**TASK DESCRIPTION**
Among the entries, find the lines with the string "below" and copy them.

**RECORDS SHOWN**
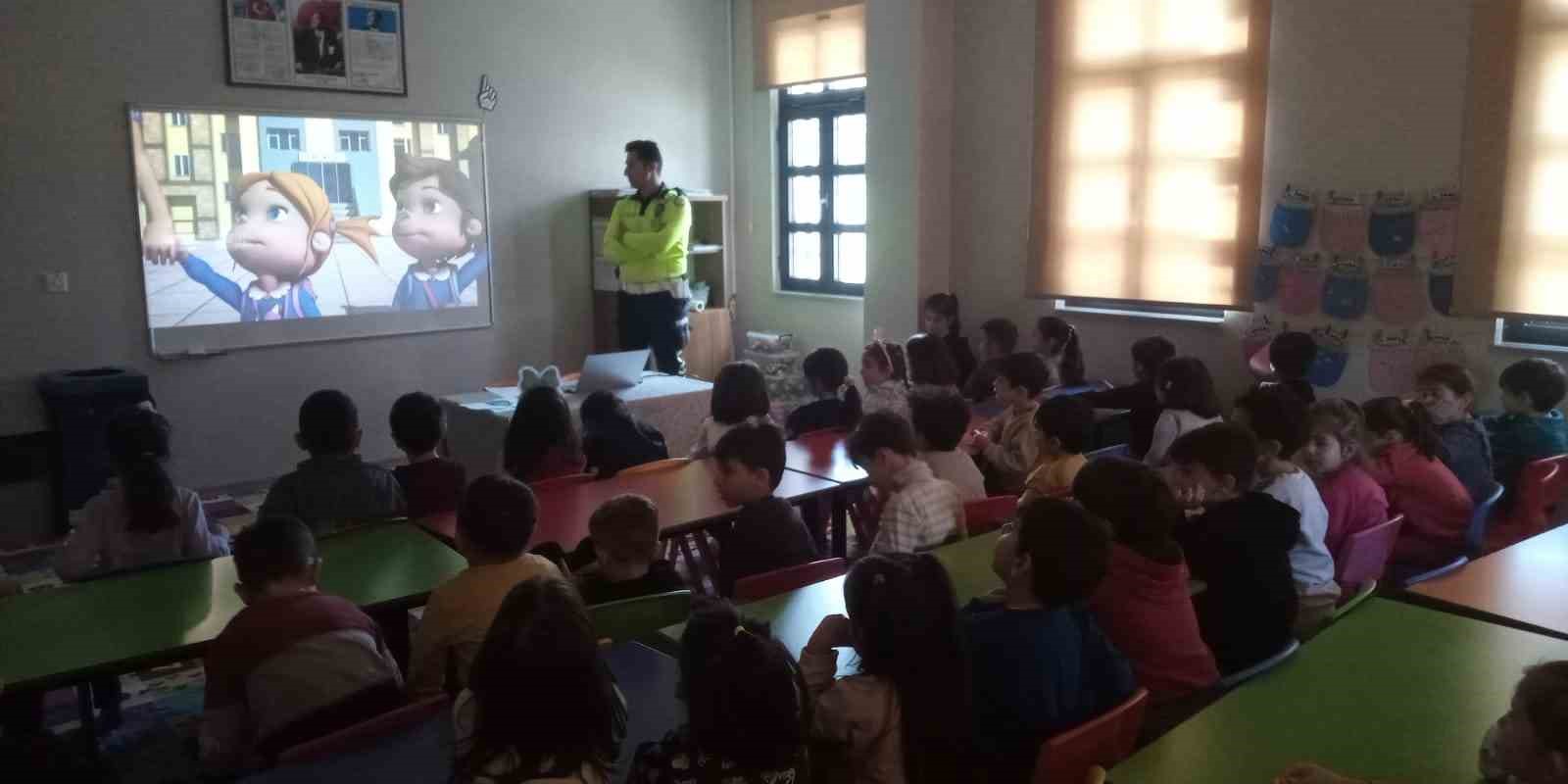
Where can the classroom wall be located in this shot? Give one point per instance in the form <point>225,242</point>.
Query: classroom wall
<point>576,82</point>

--

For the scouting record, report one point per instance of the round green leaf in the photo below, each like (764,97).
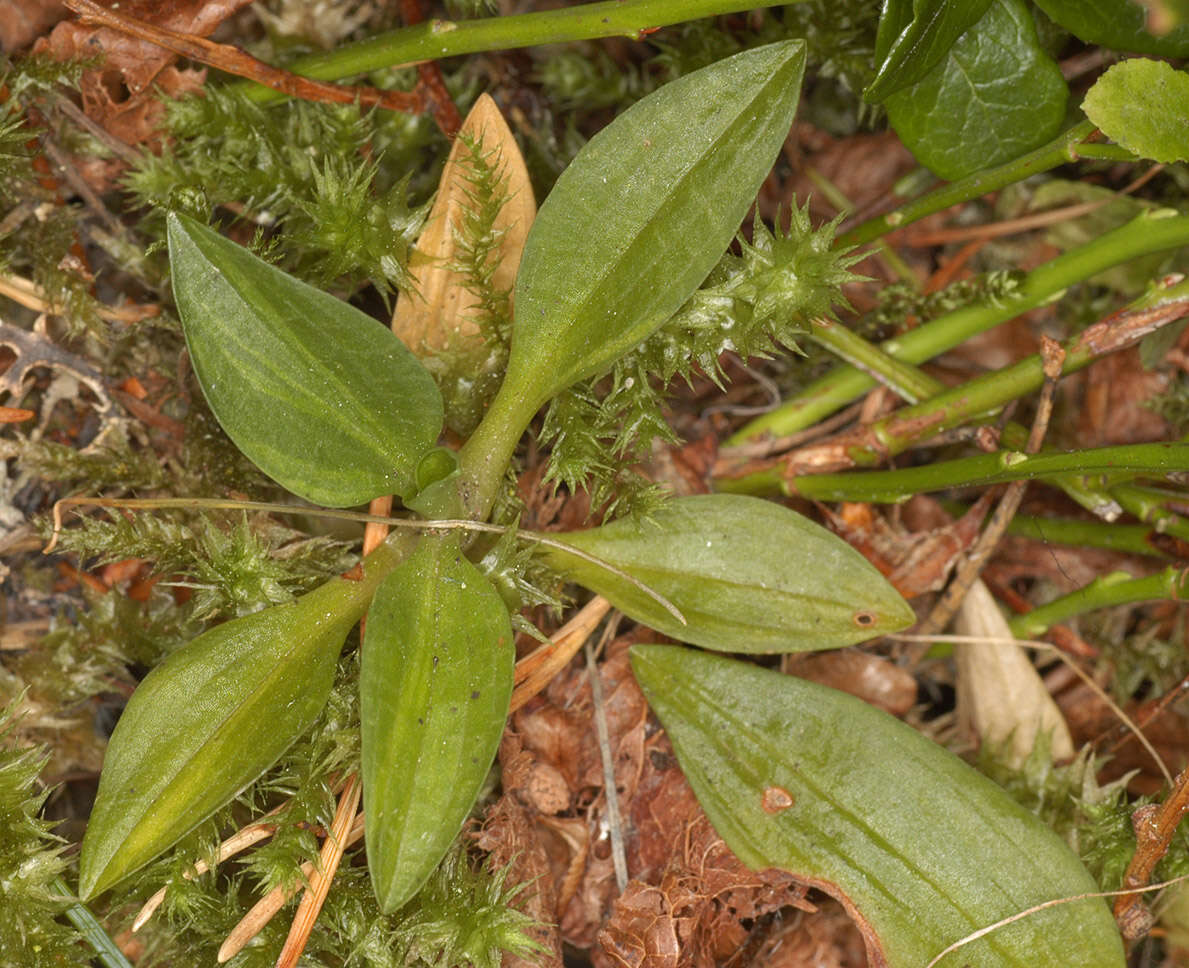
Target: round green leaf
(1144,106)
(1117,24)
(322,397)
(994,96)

==

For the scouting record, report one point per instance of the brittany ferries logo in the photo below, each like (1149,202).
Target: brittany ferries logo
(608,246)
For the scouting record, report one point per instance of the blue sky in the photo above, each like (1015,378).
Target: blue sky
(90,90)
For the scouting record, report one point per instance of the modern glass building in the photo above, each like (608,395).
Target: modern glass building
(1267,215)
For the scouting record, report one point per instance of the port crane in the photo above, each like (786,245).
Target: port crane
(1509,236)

**RESPONSE TO THIS TASK**
For the scouting record, report one point per instance of the round green leaf in the photo below, each like (764,97).
For the scouting record, report one point per instance of the brittany ferries logo in the photo below, each like (1149,202).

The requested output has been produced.